Written request: Find each line in the rows below that contains the word "water", and copy those lines.

Record extracts:
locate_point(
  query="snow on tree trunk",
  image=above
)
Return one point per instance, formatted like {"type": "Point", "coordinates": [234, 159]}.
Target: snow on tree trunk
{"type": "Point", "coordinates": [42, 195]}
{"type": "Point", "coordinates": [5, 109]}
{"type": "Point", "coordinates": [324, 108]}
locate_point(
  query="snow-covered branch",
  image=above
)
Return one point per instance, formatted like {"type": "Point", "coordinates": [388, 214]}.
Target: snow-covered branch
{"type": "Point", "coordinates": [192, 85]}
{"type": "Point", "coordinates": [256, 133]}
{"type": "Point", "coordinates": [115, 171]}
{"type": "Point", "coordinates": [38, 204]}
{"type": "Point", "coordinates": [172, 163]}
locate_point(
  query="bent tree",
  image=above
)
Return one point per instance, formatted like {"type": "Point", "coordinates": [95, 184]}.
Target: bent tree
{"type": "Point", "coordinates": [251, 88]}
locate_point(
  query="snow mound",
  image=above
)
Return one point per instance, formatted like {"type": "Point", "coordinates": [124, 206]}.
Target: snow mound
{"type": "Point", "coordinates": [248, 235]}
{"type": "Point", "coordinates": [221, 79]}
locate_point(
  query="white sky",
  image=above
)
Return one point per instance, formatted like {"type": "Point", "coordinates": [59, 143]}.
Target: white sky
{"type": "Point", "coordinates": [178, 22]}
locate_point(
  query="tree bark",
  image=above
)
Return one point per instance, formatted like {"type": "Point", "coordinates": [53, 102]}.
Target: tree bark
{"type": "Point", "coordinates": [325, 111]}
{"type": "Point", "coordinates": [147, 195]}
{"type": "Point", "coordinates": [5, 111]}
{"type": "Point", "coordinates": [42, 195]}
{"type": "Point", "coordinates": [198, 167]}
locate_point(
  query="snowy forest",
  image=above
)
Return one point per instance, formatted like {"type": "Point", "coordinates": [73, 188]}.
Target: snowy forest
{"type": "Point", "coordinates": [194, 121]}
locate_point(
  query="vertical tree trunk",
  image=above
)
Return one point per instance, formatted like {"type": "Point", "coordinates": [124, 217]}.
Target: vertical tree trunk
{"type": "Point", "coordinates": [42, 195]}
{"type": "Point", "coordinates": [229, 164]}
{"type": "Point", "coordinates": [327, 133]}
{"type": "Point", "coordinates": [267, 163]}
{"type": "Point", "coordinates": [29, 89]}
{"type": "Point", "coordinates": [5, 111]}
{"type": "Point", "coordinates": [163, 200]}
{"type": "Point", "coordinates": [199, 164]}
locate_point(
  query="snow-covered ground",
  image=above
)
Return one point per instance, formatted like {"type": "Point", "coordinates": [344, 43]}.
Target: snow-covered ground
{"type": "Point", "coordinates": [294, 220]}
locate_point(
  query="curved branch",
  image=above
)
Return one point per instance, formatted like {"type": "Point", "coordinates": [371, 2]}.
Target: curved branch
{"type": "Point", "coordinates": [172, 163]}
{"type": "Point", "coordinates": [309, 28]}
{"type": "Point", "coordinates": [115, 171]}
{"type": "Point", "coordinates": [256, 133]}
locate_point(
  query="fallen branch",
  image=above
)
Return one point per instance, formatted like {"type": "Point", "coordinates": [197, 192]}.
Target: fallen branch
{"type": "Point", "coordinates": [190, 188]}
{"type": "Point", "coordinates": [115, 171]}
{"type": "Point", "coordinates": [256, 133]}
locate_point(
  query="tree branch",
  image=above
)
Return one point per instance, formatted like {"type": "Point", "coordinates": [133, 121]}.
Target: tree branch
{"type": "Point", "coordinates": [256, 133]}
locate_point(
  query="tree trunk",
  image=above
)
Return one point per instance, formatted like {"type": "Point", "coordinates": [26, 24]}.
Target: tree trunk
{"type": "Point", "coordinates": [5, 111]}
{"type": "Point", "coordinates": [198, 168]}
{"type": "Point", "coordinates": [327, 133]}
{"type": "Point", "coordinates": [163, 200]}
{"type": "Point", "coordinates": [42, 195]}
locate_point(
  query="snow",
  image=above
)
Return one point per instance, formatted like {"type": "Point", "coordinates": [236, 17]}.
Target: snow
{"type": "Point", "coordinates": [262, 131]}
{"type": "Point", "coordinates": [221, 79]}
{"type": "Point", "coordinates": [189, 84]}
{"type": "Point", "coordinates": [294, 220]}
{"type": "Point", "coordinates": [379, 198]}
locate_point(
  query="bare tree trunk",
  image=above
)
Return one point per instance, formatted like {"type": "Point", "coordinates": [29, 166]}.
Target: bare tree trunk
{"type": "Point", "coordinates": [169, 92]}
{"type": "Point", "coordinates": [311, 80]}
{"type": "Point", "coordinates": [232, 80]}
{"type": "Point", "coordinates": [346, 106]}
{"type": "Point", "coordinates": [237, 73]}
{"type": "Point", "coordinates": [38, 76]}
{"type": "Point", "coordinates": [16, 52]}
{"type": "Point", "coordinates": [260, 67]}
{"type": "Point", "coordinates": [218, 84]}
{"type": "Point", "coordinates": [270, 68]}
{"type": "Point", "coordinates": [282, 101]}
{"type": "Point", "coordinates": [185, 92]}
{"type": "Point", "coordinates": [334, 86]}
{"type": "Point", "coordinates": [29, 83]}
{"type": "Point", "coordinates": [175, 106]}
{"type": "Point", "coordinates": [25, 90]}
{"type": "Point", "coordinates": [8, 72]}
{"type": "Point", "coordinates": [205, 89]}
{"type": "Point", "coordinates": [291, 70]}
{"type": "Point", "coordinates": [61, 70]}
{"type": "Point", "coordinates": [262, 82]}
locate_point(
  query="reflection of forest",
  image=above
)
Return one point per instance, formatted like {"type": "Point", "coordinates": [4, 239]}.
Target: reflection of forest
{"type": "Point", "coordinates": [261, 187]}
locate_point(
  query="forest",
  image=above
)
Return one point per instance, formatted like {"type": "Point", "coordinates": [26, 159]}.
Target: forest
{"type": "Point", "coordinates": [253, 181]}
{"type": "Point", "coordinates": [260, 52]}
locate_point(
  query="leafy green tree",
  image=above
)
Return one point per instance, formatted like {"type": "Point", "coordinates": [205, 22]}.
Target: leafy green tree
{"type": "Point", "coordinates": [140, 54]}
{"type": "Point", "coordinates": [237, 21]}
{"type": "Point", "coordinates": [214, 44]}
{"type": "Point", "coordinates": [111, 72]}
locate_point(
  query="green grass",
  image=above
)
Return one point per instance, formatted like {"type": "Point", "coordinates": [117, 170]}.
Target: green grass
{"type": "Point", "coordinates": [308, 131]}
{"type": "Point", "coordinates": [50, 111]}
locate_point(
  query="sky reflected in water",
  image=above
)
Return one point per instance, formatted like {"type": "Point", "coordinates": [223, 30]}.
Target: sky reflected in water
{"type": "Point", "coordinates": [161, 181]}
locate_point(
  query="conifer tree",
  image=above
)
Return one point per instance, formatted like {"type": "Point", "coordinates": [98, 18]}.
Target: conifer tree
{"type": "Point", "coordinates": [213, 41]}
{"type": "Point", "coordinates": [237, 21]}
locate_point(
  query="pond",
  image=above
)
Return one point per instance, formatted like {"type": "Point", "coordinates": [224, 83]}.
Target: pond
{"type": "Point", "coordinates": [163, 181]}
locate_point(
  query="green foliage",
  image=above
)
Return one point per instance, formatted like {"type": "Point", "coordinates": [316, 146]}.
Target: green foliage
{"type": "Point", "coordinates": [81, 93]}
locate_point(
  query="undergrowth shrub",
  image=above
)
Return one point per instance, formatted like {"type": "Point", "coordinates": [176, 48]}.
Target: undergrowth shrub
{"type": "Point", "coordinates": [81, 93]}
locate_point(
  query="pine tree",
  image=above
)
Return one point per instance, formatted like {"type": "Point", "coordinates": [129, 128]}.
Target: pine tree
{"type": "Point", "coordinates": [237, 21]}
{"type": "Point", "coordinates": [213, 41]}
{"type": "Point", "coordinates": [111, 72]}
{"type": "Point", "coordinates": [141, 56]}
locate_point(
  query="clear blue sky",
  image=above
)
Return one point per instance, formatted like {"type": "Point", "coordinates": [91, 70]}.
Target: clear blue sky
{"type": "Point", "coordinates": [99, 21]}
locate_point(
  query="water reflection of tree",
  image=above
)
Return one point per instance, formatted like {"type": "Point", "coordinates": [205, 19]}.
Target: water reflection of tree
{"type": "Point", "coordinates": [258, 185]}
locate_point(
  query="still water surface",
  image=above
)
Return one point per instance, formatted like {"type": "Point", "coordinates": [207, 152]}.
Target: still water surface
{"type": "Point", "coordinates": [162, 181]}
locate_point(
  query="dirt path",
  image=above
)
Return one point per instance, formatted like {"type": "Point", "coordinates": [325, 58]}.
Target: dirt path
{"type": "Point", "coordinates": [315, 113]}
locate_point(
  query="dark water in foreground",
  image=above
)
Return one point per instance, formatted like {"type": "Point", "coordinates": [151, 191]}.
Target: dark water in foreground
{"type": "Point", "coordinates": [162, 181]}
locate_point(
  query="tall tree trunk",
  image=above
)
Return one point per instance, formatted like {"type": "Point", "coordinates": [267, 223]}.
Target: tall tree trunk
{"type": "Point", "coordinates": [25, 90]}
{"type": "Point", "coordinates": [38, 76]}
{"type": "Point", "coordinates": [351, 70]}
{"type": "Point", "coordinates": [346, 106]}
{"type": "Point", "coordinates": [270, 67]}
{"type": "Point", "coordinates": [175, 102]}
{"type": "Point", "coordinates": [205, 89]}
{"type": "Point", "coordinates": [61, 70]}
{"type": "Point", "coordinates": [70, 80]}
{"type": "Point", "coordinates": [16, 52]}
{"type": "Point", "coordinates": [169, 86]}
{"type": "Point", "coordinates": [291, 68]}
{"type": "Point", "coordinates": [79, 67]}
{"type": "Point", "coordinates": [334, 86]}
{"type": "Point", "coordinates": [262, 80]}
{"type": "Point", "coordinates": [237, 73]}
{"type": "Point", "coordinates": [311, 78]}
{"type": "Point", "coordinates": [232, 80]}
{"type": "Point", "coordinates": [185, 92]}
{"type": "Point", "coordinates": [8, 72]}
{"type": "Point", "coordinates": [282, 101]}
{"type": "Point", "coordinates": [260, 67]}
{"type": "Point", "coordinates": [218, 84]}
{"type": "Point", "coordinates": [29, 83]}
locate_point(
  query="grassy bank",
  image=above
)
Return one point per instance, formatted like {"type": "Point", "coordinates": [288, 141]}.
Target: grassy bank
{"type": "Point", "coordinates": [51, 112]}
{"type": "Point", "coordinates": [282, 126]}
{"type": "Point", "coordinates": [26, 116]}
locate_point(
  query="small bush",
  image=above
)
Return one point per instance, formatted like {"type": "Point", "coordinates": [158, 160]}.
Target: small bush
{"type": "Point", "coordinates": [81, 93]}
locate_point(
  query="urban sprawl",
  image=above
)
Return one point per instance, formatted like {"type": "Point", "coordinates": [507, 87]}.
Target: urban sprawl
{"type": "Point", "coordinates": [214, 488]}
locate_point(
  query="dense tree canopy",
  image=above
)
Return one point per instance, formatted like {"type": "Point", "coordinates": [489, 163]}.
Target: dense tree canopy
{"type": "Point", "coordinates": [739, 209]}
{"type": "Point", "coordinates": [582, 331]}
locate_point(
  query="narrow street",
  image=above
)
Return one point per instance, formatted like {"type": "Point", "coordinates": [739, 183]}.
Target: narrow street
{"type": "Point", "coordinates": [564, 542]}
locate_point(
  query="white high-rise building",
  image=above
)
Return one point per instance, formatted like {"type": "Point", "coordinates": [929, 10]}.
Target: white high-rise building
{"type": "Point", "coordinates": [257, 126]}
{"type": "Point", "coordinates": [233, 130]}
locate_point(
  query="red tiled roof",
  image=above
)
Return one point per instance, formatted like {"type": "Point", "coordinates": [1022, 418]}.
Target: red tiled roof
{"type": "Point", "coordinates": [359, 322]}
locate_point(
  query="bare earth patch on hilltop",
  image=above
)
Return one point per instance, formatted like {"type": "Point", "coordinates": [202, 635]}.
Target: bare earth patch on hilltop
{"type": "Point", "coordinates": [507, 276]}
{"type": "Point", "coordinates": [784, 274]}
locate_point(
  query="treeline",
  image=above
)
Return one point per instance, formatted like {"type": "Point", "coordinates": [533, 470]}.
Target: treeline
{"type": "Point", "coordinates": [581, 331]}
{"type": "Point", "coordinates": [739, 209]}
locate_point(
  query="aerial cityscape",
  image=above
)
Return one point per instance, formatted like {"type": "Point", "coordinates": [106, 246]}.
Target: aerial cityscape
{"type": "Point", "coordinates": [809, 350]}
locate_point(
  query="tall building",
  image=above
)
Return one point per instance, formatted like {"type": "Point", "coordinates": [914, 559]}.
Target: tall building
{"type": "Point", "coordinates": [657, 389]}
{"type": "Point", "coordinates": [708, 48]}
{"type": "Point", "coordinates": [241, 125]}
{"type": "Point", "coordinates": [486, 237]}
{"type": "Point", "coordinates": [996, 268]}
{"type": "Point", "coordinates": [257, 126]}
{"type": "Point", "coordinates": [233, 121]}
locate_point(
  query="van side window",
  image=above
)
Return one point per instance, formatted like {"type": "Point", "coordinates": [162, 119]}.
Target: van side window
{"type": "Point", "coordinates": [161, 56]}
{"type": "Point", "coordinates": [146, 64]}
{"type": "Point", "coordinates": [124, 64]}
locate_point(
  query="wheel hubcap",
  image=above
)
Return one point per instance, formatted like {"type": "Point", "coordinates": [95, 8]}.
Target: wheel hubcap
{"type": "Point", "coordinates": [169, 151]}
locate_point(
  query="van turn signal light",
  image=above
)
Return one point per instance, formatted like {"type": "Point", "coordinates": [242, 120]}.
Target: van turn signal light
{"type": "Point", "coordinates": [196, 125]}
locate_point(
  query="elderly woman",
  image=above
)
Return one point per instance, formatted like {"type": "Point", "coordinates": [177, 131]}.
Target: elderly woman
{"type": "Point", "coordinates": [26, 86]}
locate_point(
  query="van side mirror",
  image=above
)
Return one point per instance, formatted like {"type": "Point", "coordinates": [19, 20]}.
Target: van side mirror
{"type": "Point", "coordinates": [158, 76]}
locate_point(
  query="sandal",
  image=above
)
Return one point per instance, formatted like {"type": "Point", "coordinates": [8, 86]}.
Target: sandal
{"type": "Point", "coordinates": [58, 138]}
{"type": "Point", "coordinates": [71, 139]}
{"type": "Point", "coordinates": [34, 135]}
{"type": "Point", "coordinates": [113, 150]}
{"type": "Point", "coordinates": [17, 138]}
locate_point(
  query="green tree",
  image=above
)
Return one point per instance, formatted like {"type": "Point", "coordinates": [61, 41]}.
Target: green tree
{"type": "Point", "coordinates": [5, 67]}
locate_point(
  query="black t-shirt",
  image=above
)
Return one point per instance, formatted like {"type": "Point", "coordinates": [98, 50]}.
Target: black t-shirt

Complete output:
  query="sky reflected in water",
Target: sky reflected in water
  query="water reflection of tree",
Target: water reflection of tree
  query="still water surface",
Target: still water surface
  query="dark water in foreground",
Target: dark water in foreground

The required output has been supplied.